Given problem :: Each entry has to be copied exactly, with nothing missed.

▼▼▼

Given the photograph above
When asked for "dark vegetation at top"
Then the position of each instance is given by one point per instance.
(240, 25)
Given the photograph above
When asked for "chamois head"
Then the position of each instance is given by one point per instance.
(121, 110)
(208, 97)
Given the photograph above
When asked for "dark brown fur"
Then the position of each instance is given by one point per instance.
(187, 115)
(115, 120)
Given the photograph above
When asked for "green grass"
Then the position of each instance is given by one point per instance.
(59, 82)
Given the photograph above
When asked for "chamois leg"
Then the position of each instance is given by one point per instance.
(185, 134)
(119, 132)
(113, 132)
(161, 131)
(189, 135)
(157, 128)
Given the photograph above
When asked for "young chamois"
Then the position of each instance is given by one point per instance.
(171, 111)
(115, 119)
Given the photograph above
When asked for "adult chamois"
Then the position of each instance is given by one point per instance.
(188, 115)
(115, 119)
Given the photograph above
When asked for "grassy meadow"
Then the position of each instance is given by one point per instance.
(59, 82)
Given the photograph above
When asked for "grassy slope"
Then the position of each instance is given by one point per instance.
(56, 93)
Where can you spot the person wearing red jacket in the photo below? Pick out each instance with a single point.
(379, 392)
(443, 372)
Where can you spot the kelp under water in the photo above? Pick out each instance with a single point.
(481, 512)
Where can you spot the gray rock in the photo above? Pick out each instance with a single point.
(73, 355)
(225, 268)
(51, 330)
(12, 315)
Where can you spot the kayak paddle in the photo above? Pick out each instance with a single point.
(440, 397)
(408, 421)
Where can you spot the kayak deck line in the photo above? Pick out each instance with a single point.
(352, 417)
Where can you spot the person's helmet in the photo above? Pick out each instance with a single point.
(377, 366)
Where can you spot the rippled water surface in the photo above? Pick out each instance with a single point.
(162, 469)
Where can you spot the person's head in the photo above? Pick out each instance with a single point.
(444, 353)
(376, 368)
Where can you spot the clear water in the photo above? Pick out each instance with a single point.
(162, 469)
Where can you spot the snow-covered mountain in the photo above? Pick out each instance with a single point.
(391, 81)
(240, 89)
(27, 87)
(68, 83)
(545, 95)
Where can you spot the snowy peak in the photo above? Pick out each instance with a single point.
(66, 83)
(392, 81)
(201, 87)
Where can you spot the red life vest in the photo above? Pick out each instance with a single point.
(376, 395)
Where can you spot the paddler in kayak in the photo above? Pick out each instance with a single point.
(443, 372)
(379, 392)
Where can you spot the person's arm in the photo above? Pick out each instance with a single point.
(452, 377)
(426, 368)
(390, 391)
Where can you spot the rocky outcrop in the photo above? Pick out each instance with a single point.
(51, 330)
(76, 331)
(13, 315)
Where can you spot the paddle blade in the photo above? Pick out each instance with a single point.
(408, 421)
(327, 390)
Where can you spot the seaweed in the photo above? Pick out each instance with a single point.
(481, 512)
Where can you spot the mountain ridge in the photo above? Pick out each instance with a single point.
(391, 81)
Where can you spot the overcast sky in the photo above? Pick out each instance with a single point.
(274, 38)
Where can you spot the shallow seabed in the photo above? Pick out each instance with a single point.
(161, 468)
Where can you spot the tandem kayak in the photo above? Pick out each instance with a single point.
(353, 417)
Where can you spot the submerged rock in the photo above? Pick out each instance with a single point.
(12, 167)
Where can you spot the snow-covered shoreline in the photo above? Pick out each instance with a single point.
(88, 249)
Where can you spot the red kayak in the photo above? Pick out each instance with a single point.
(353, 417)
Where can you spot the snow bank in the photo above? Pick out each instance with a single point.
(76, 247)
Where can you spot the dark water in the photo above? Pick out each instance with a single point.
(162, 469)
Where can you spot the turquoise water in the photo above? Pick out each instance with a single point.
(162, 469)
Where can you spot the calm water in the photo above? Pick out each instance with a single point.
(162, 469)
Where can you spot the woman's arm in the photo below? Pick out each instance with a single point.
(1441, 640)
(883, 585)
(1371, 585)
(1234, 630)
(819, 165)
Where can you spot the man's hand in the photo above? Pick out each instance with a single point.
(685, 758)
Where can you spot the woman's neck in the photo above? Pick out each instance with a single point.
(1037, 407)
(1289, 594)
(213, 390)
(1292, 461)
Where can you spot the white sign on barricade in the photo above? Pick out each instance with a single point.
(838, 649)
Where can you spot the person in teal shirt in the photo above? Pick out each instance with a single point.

▲▲▲

Response ::
Given the photograph above
When asked for "dark vegetation at top"
Then the position of each instance is given by one point per instance.
(240, 25)
Given the photograph above
When asked for "chamois head"
Then the position of each instance is given by one point per instance.
(121, 110)
(208, 97)
Given the photograph above
When asked for "dark brown fur"
Then the position of each instance is given by one point per instance.
(187, 115)
(115, 120)
Given the photograph above
When asked for "green grass"
Then the position of each instance is given by one point per instance.
(59, 82)
Given the photograph above
When asked for "chamois leg"
Then the position of each instance is given by one point per instance.
(185, 134)
(119, 132)
(113, 132)
(161, 131)
(189, 135)
(157, 128)
Given the photograph above
When asked for "young chamois"
Then the position of each instance is given by one point per instance.
(171, 111)
(115, 119)
Given the photograph above
When asked for "adult chamois"
Then the position of each instance is given by one point per instance.
(188, 115)
(115, 119)
Given the photograph above
When asked for "grassy meadow"
Then the position of each instance is given by one point per instance.
(59, 82)
Given the photograph above
When asked for "grassy slope"
Then the position of each instance is given by one point per instance.
(56, 93)
Where can you spot the person wearing red jacket in the photo below? Pick out each instance with a single point.
(379, 392)
(443, 372)
Where can you spot the kelp under water in the photo above? Pick out each instance with a single point.
(481, 512)
Where can you spot the gray rock in the photo above? Pick out each instance with a single point.
(73, 355)
(225, 268)
(51, 330)
(12, 315)
Where can you spot the kayak paddle in the photo above? Pick out each instance with a single point.
(440, 397)
(408, 421)
Where can you spot the kayak deck line in the photo above? Pick out each instance with a single point.
(352, 417)
Where can you spot the person's helmet in the photo above? Pick out each instance with a single point.
(377, 366)
Where can you spot the rippled water surface in the photo above? Pick out each instance with a single point.
(162, 469)
Where can you spot the person's head in the photo above? Pick out each instance with a single point.
(444, 353)
(376, 368)
Where can you spot the clear water in the photo above? Pick out each instance with a single point.
(162, 469)
Where can you spot the snow-covered mountain in the photo above? Pick out each instance with a single point.
(391, 81)
(240, 89)
(27, 87)
(68, 83)
(545, 95)
Where can you spot the snowy peak in the photo above? Pick out each instance with a single point.
(66, 83)
(392, 81)
(201, 87)
Where can you spot the red life vest in the photo above? Pick out each instance with a single point.
(376, 395)
Where can you spot the paddler in kayak in the photo above? Pick out each instance with a single point.
(443, 372)
(379, 392)
Where can you spot the person's arm in the photo above? Pick out each instance with a single point.
(452, 377)
(426, 368)
(390, 391)
Where can you spot the rocky outcrop in the photo above? Pick out each instance with a single point.
(51, 330)
(76, 331)
(13, 315)
Where can you spot the paddle blade in the photo above? Pick out each instance with a single point.
(408, 421)
(327, 390)
Where can you spot the seaweed in the photo above? Pick out each instance with a single point.
(481, 512)
Where can you spot the mountain ridge in the photo above? Pick out each instance with a single point.
(391, 81)
Where can you spot the overcast sky in the photo above? Pick out each instance with a single point.
(274, 38)
Where can you spot the shallow seabed in the photo above? Pick out each instance with a single point.
(161, 468)
Where can you spot the tandem kayak in the photo above? Pick out each instance with a single point.
(353, 417)
Where can you spot the submerged rock in the photo above? Pick out each instance with a single point.
(12, 167)
Where can you spot the snow-covered shoreline in the photo above? Pick out each instance with a single point.
(88, 249)
Where can you spot the red kayak in the photo above? Pick out each instance with a single point.
(353, 417)
Where can you spot the snow bank in the photo above? Pick out each instance with a single point.
(76, 247)
Where can you spot the dark water in the photo above? Pick out each instance with a single point.
(162, 469)
Where can you spot the turquoise water in the photo above? Pick out each instance with a single point.
(162, 469)
Where can you spot the calm water in the photo above? Pick out each instance with a single point.
(162, 469)
Where can you spot the woman's arm in the photo below? Pick out each instance with a single point.
(1441, 640)
(883, 585)
(1371, 585)
(1234, 630)
(819, 165)
Where can you spot the man's hand in the photo above? Pick out each instance with a single point.
(685, 758)
Where can you spot the woman's neck in the photo above? Pick out each instance with a single point.
(1037, 407)
(1289, 594)
(213, 390)
(1292, 461)
Where can you spot the white sign on barricade in the photo above? Pick out each instance with a single point.
(838, 649)
Where can you spot the person in teal shirt in the photo above? Pick out each instance with a single point.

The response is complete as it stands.